### Prompt 1
Change "glovebox" to "dry box" in the note on handling hydroamination catalysts, giving it again starting at "Almost all of" and ending at "has been covered.".
### Prompt 2
Extend the note on handling hydroamination catalysts past its last sentence.

### Text segment
_ _ _

Almost all of the complexes described in this product class should be synthesized, handled, and stored under an inert atmosphere using Schlenk or glovebox techniques. All solvents should be dried and degassed prior to use. With some exceptions, most of the catalytic applications are conducted in an NMR tube under inert atmosphere, and the reported yields are determined by NMR spectroscopy or gas chromatography using an internal standard. The hydroamination reactions are performed in noncoordinative aliphatic or aromatic solvents. The relevant literature up until mid-2012 has been covered.

_ _ _

### Extracted entries
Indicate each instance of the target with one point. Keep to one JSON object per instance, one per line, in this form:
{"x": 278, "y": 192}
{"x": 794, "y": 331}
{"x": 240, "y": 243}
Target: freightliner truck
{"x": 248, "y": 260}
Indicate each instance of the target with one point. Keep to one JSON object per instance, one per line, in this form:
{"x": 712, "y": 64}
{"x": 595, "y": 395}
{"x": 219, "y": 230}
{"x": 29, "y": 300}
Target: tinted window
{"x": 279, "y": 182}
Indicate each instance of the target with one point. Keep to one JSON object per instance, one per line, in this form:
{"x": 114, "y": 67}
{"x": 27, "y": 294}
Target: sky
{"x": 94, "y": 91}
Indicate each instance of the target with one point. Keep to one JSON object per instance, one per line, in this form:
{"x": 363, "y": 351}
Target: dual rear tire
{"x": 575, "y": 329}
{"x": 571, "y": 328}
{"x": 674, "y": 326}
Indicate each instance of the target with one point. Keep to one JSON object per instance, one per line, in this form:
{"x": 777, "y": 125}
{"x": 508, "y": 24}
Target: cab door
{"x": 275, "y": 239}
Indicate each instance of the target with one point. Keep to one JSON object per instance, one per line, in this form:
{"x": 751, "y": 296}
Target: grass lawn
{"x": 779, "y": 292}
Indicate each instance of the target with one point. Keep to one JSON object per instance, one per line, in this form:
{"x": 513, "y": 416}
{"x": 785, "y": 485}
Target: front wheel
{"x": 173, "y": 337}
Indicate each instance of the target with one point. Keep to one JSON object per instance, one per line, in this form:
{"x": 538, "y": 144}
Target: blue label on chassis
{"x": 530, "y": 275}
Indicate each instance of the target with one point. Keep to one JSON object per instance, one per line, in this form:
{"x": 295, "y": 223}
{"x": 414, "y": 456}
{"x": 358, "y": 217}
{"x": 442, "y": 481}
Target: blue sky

_ _ _

### Written reply 1
Almost all of the complexes described in this product class should be synthesized, handled, and stored under an inert atmosphere using Schlenk or dry box techniques. All solvents should be dried and degassed prior to use. With some exceptions, most of the catalytic applications are conducted in an NMR tube under inert atmosphere, and the reported yields are determined by NMR spectroscopy or gas chromatography using an internal standard. The hydroamination reactions are performed in noncoordinative aliphatic or aromatic solvents. The relevant literature up until mid-2012 has been covered.

### Written reply 2
2.12.16.1.1 Rare-Earth(II) Complexes
Rare-earth complexes in oxidation state +2 are much less widely explored for catalytic hydroamination than those in the +3 oxidation state despite there being convenient routes to synthesize such lower-oxidation-state complexes. The most successful approach to these divalent complexes is salt metathesis of tetrahydrofuran-solvated ytterbium(II), europium(II), and samarium(II) iodide with potassium reagents. Although poorly investigated, ytterbium(II) and samarium(II) complexes nevertheless demonstrate the ability to catalyze the intramolecular hydroamination of alkynes and alkenes. Under the catalytic conditions, oxidation of the divalent lanthanide complexes to trivalent species is postulated.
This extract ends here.